## THE REQUEST
Copy out every one of the following items word for word, without the pictures.

## EXERCISE INPUT
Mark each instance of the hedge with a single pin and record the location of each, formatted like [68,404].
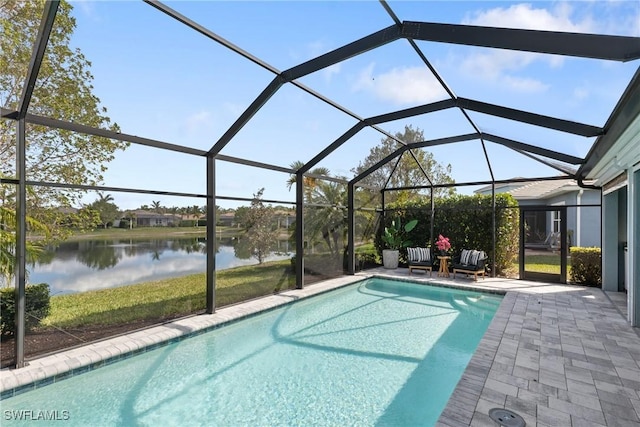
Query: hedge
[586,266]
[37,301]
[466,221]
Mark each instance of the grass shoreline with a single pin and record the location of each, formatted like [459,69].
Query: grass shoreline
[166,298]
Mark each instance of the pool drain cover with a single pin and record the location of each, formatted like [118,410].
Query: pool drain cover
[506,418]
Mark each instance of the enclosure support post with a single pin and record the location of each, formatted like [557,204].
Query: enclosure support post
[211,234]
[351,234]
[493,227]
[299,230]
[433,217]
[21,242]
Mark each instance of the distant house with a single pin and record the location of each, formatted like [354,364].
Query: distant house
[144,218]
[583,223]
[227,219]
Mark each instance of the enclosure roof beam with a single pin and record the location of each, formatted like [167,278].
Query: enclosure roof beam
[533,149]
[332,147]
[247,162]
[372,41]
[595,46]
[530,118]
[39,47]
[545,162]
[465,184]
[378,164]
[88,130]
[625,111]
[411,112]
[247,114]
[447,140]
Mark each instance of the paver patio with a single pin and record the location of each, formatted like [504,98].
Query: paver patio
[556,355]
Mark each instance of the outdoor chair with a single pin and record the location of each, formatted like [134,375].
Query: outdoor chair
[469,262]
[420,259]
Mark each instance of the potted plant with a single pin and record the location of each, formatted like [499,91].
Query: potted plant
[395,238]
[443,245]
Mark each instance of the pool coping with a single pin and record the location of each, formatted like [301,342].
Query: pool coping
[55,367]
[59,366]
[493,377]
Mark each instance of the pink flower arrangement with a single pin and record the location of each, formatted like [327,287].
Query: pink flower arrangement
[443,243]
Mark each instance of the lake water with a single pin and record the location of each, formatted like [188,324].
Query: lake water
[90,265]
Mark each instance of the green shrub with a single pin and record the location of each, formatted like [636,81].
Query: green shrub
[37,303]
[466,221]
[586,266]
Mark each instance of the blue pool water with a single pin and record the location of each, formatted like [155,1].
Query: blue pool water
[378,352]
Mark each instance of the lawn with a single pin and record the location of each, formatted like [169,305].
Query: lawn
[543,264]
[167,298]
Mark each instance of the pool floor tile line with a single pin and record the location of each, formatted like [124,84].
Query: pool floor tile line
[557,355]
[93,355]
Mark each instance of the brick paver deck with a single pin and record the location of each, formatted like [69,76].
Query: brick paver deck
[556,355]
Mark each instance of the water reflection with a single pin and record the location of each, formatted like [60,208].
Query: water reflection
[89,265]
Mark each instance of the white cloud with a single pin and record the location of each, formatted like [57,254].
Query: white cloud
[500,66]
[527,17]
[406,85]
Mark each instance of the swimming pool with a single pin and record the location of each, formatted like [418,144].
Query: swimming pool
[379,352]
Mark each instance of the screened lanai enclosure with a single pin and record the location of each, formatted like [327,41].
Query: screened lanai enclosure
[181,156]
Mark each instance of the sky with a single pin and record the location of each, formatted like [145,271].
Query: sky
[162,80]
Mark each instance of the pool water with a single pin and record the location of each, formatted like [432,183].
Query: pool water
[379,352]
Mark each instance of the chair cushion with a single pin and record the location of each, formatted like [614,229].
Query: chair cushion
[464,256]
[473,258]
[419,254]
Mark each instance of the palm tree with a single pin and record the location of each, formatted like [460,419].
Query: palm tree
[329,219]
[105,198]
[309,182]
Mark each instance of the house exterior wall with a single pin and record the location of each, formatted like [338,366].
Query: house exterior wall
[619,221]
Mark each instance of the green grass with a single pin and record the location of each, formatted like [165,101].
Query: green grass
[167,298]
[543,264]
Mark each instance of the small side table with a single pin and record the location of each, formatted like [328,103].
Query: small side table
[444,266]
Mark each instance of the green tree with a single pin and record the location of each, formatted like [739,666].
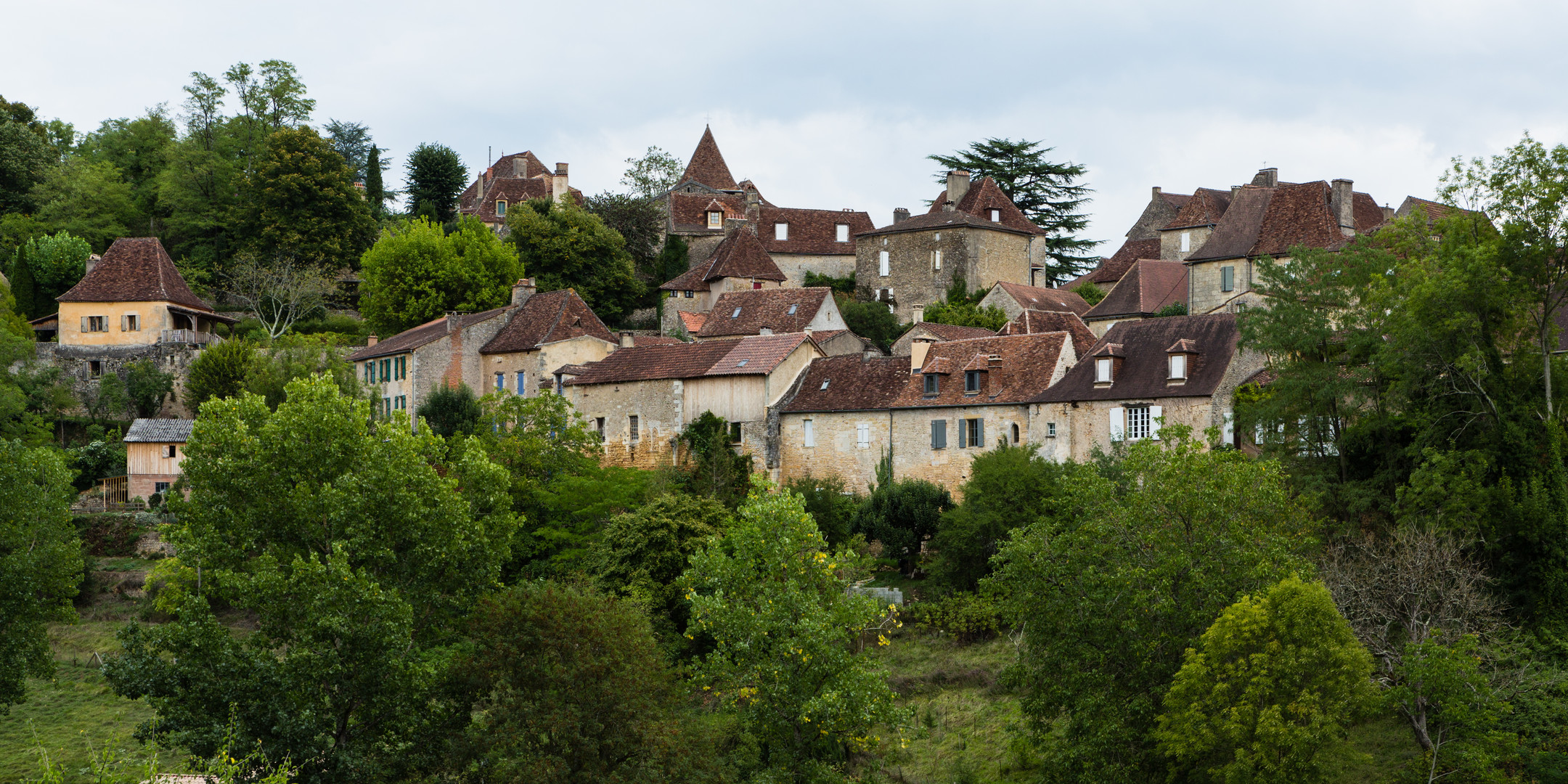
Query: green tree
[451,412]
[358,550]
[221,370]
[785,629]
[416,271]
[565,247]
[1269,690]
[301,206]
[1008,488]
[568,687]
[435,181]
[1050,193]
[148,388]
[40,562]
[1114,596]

## SOLUTION FOR THIS TASK
Mark each instance of the hedge with a single pin and record the location of each, formatted like [68,404].
Query: hedge
[586,266]
[37,301]
[466,221]
Mark each instance of the grass shoreline with a single pin and record the location of each, formatted like [459,69].
Query: grass shoreline
[166,298]
Mark each instance of the pool drain cover with a single pin and record the location of each, formatted like [118,410].
Query: pool drain cover
[506,418]
Mark each instance of the enclosure support post with a single pin and record the location of each, formatted like [557,204].
Query: enclosure support post
[211,234]
[351,234]
[493,227]
[299,230]
[433,217]
[21,242]
Mark each instance of the distant house with a single pin and record the location of each, formatted like [354,364].
Query: distant house
[144,218]
[583,223]
[227,219]
Mark each instance of the enclosure roof beam with a single pin and record the location of each, formatted like [167,278].
Query: enclosure roof beam
[533,149]
[332,147]
[247,162]
[372,41]
[595,46]
[530,118]
[39,47]
[545,162]
[465,184]
[378,164]
[88,130]
[625,111]
[411,112]
[247,114]
[447,140]
Mark each instance of the paver patio with a single pin and record the location of each, formatted like [504,98].
Query: paver patio
[556,355]
Mark each instance of the outdoor chair with a single pin and record the location of each, formatted like [134,375].
Query: outdoor chair
[469,262]
[420,259]
Mark each instance of the potted plant with a single pin and record the location of each, formatted like [499,91].
Query: potted plant
[395,238]
[443,245]
Mark each instance of the pool coping with a single pin and record the location of each, formatted like [301,342].
Query: pool coping
[55,367]
[59,366]
[493,377]
Mark each instance of the pink flower arrangement with a single pin and record the location of each, formatted like [327,287].
Query: pink flower arrangement
[443,243]
Mark each instance of the lake water with a single pin and record the location of each, formatted like [188,324].
Query: lake water
[90,265]
Mark each instance of the green shrub with a single pin and record the location of each, formatted like [636,81].
Query: green shrub
[37,303]
[466,221]
[586,266]
Mark each instance of the blue pool water with a single pin and record the location of each, formatted like [155,1].
Query: blue pool water
[378,352]
Mark each instance of the lawn with a single pin and record the location of each, formatted like [169,305].
Query: lawn
[543,264]
[167,298]
Mark each instance of the pool floor tile line with a single pin and record the location of each, formatted like [124,84].
Query: pool floor tile line
[557,355]
[93,355]
Mark each instance of the brick paver deck with a single pin and record the location of each, formatted like [69,76].
Query: brick paver deck
[556,355]
Mark each instance of the water reflection with a single pin and record the location of each, formatted like [60,208].
Query: water reflection
[89,265]
Mark each instance of the white cloud with a single pin and record the location of each, formatted like [57,254].
Query: white cloud
[500,66]
[527,17]
[406,85]
Mark each instance of the swimming pool with a single pin and record the location of each, formatted like [418,144].
Query: swimming pool
[379,352]
Mark each instance of the screened lanai enclosure with a single pin and record the location of each, formatted like [327,41].
Query: screened lanai enclosure
[181,156]
Mark each instance of the sky with a single pin and record the location of each, formatted like [145,271].
Query: sky
[162,80]
Mark each instance of the pool water with a single pin and record the location of each, formatted like [432,183].
Query: pool water
[379,352]
Mark each instance of the chair cushion with a single pin and record the location of each, formatted like [614,229].
Query: chair cushion
[464,256]
[473,258]
[419,254]
Mark each instance of the palm tree with a single pin and record the location of each, formatted like [460,419].
Query: palm tree
[329,219]
[105,198]
[309,182]
Mark each instance of the house exterior wall with a single pin and record the location of each, formatted like [338,366].
Query: house exterior wall
[619,221]
Mark each instance of the green grass with a single pin and record the location of each, formatted like [165,101].
Query: green grass
[167,298]
[543,264]
Mark each instance of the small side table with a single pin and record the location of each, formatted like [328,103].
Query: small side table
[444,266]
Mark each instance of the green tree with a single pin and record the location of each, formatted like [739,666].
Query: green tree
[451,412]
[358,550]
[221,370]
[785,629]
[416,271]
[565,247]
[1269,690]
[301,206]
[1008,488]
[568,687]
[435,181]
[1050,193]
[148,388]
[40,562]
[1114,596]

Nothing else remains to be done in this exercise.